STATED GOAL » Which lines in the entries below contain the word "blue"? Show every such line, copied in full.

DATA FOR THE TASK »
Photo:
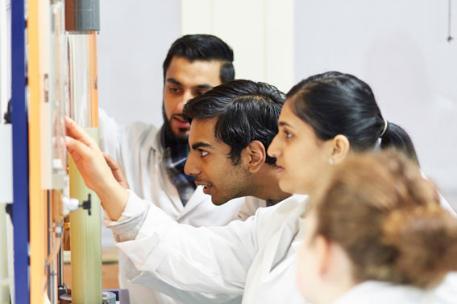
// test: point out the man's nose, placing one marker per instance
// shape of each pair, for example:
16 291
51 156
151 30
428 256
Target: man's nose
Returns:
273 149
185 98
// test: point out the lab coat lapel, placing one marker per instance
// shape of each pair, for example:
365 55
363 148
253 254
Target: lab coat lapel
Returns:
197 198
163 184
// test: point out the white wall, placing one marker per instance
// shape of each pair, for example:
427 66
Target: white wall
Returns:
259 31
5 55
400 49
133 41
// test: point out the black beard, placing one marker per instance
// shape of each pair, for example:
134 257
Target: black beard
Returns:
167 137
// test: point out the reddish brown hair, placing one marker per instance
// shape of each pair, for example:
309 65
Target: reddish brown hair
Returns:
387 218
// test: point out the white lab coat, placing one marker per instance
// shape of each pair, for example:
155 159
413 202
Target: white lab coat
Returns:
252 259
136 147
376 292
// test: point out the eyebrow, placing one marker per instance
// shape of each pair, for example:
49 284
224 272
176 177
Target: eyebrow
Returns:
200 86
200 144
173 81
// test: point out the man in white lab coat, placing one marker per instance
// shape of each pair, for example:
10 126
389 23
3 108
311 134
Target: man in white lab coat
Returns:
153 159
232 127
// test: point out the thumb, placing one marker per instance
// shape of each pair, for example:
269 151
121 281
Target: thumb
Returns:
77 150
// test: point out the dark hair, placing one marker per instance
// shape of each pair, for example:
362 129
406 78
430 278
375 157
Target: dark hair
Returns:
388 220
202 47
335 103
245 111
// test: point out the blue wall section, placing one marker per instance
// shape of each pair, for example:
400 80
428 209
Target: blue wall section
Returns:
20 154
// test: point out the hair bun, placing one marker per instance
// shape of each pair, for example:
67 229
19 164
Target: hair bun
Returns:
418 235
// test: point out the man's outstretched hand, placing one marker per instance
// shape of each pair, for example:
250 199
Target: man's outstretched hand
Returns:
95 171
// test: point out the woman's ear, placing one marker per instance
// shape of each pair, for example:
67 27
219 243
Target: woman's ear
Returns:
340 148
253 156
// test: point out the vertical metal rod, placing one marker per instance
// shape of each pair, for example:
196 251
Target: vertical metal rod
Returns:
449 23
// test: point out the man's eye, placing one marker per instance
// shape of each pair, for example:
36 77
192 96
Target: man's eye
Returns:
203 153
287 134
199 92
174 90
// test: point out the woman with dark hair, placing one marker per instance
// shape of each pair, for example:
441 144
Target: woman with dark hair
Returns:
375 233
353 232
324 118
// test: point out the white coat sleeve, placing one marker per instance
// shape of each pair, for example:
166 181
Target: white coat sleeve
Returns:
109 135
250 207
207 260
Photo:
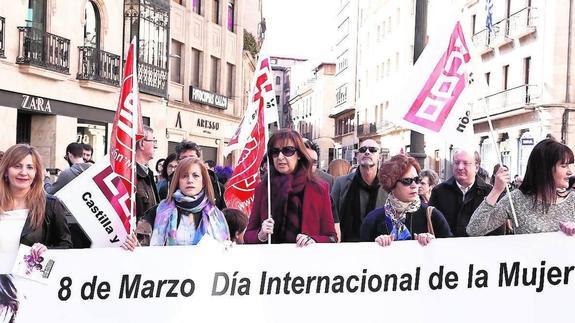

WRITTEN RESPONSE »
// test: point out the blue wall section, placing one marker per instance
Target: blue wall section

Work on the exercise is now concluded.